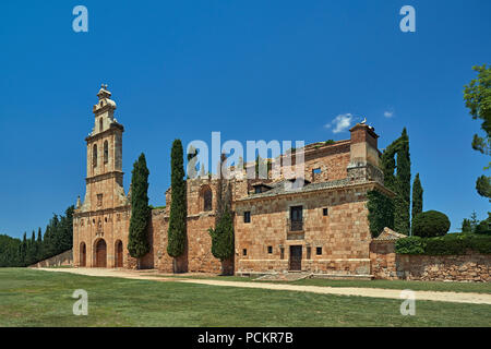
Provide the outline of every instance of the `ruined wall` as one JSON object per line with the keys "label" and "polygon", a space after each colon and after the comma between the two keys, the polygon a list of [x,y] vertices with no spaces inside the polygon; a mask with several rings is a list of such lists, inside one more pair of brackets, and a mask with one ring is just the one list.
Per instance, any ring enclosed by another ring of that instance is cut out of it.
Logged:
{"label": "ruined wall", "polygon": [[491,281],[491,255],[406,255],[395,253],[394,242],[372,243],[371,274],[376,279],[426,281]]}
{"label": "ruined wall", "polygon": [[73,265],[73,252],[72,250],[65,251],[63,253],[57,254],[50,258],[37,262],[36,264],[29,265],[29,268],[45,268],[50,266],[72,266]]}
{"label": "ruined wall", "polygon": [[406,280],[491,281],[491,255],[468,252],[466,255],[396,256],[397,276]]}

* [TASK REQUIREMENTS]:
Write out the whole listing again, with its requests, and add -38 to every x and y coordinate in the polygon answers. Leave the pictures out.

* [THE RESPONSE]:
Provide the outline of every instance of the `ruined wall` as one JSON object per line with the keys "label" and "polygon", a space after each colon and after the comma between the two keys, the polygon a list of [x,y] vertices with no spaces inside the polygon; a mask with several rings is a list of such lists, inside one more pair of brackets, and a mask with one ring is just the one list.
Per instance, any ring enclosed by another ring of that instance is cut out of it.
Logged:
{"label": "ruined wall", "polygon": [[453,243],[453,217],[368,217],[357,215],[356,204],[334,205],[333,236],[338,241],[388,243]]}
{"label": "ruined wall", "polygon": [[35,227],[35,214],[34,212],[27,213],[25,215],[19,216],[12,220],[-1,224],[-2,226],[-9,227],[-9,230],[7,230],[12,228],[34,228]]}
{"label": "ruined wall", "polygon": [[368,242],[453,243],[453,217],[430,214],[428,217],[358,218],[359,238]]}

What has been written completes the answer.